• _Set problem_
Copy every line of the records below character for character, with nothing added or left out.
__________________________________________________
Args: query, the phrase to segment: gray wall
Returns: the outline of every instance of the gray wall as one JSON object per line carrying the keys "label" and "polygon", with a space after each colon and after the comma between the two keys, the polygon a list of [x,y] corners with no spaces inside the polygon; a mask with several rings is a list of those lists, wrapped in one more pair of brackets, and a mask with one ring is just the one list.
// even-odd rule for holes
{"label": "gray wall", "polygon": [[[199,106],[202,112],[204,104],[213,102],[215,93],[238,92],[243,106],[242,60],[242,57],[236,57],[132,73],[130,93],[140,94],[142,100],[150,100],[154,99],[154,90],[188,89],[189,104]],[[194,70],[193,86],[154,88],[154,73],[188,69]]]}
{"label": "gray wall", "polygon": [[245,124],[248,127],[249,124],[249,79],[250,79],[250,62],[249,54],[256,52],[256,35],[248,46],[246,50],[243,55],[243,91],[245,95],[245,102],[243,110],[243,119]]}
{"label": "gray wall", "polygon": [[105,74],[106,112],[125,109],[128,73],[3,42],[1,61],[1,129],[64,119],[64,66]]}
__________________________________________________
• _Solved problem_
Args: query, the phrase to segment: gray wall
Returns: the outline of every instance of the gray wall as one JSON object per line carrying the keys "label" and "polygon", with a space after each colon and after the comma between the two keys, the polygon a list of [x,y] corners with no spaces inside the polygon; a mask with several rings is a list of those lists, wrapped in one more pair of brackets, and a mask with one ring is just the one list.
// even-odd rule for holes
{"label": "gray wall", "polygon": [[[199,106],[202,112],[204,104],[213,102],[215,93],[238,92],[243,106],[242,60],[242,57],[236,57],[132,73],[130,93],[140,94],[142,100],[150,100],[154,99],[154,90],[188,89],[189,104]],[[194,70],[193,86],[154,88],[154,73],[188,69]]]}
{"label": "gray wall", "polygon": [[245,124],[248,127],[249,124],[249,79],[250,79],[250,62],[249,54],[256,52],[256,35],[248,46],[246,50],[243,55],[243,91],[245,95],[245,102],[243,110],[243,119]]}
{"label": "gray wall", "polygon": [[105,74],[106,112],[125,109],[128,73],[3,42],[1,61],[1,129],[64,119],[64,66]]}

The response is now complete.